Document source:

Cameroun : bouée de sauvetage pour les réfugiés du conflit en République centrafricaine
"Va chercher les enfants, il faut partir, ils vont nous tuer", a crié Ousmane, le mari de Djanabou au milieu de la nuit, en décembre 2013. S'étant réveillée brusquement, elle a rassemblé leurs quatre enfants, pris le premier sac de vêtements qu'elle a pu trouver et est montée dans la voiture de son mari. Cette nuit-là, la vie de Djanabou allait changer à jamais.
Djanabou et sa famille n'ont eu d'autre choix que de quitter leur maison, Bangui, la capitale de la République centrafricaine. Sur la route fuyant sa ville natale, berceau d'une vie auparavant heureuse, les sons étouffés des coups de feu résonnent parmi les cris et les pleurs. Son mari continuait à conduire en silence ; leur survie en dépendait.
"On nous tirait dessus dans la voiture, j'avais peur que nous ne nous en sortions pas vivants", dit-elle, les larmes aux yeux. Près de huit ans se sont écoulés depuis cette nuit fatidique, mais elle se souvient encore de chaque détail de cette évasion.
Depuis des années, les civils centrafricains continuent d'être victimes de violences et d'exactions qui ont fait des milliers de morts et de blessés. Plus de 290 000 Centrafricains, comme Djanabou et sa famille, ont fui les combats vers les régions du Nord, de l'Est et de l'Adamaoua au Cameroun, contraints d'abandonner leurs maisons, leurs terres et leurs moyens de subsistance.
Djanabou et sa famille ont trouvé refuge à Ngaoundéré, dans l'Adamaoua.

Données affichées:
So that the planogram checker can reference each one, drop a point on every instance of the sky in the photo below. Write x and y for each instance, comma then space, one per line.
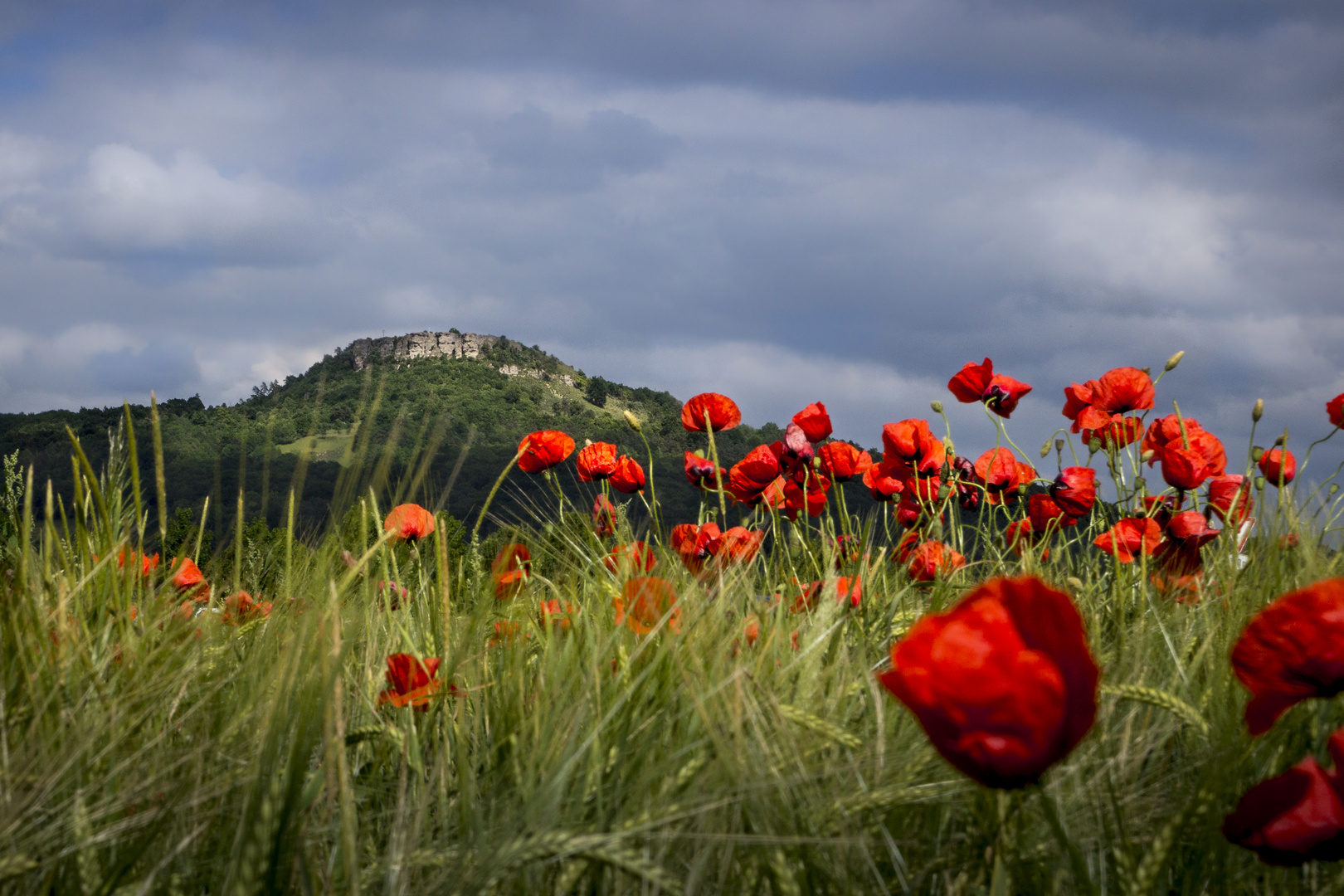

Consigne A: Pouvez-vous résumer en deux phrases l'article sur la fuite de Djanabou vers le Cameroun ?
Consigne B: Poursuivez le récit sur l'exil de Djanabou au Cameroun en reprenant après sa dernière phrase.

Corrigé A: En décembre 2013, Djanabou, son mari Ousmane et leurs quatre enfants ont fui Bangui en voiture sous les tirs, une nuit dont elle se rappelle encore chaque détail près de huit ans plus tard. Comme plus de 290 000 Centrafricains chassés par les violences, la famille a trouvé refuge au Cameroun, à Ngaoundéré, dans l'Adamaoua.

Corrigé B:
Ayant abandonné leurs biens, la famille s'est inscrite en 2016 au programme de transferts monétaires du PAM, qui lui permet de couvrir ses besoins alimentaires de base sur les marchés locaux. "Nous avons trop souffert de la faim après avoir quitté la maison", explique Djanabou alors qu'elle termine de cuisiner du riz jollof, un mets local à base de poisson fumé, de bœuf et d'assaisonnements, le tout mélangé dans une marmite.
Sa famille, qui était commerçante chez elle, a réussi à économiser ce qui restait de son assistance mensuelle en espèces, une fois les besoins alimentaires de base couverts. Avec cette épargne, ils ont pu acheter une table sur laquelle ils ont commencé à vendre de l'huile, des cacahuètes et de la farine de maïs. Grâce aux bénéfices de cette activité, ils peuvent financer l'éducation et la santé de leurs enfants.
Djanabou était enceinte de quatre mois lorsqu'elle a perdu son mari à la suite d'une maladie. Cette mère de quatre enfants a fini par vendre ses provisions et les produits de son petit commerce pour rembourser les dettes de l'hôpital.
Aujourd'hui, elle dépend de sa fille de 14 ans, qui vend des cacahuètes après l'école et gagne à peine 1 dollar par semaine. Bien que ce soit une petite somme, Djanabou espère économiser pour pouvoir reprendre le commerce de la farine et des cacahuètes, une fois ses dettes médicales remboursées.
La faim reste un problème alors que de plus en plus de personnes sont déplacées hors de la RCA. Plus d'un enfant réfugié sur trois âgé de moins de 5 ans souffre de malnutrition chronique. Pendant ce temps, les fonds destinés à soutenir les activités humanitaires ont considérablement diminué. En 2019, le PAM a été contraint de réduire de moitié ses aides en espèces. En novembre, elles avaient complètement cessé.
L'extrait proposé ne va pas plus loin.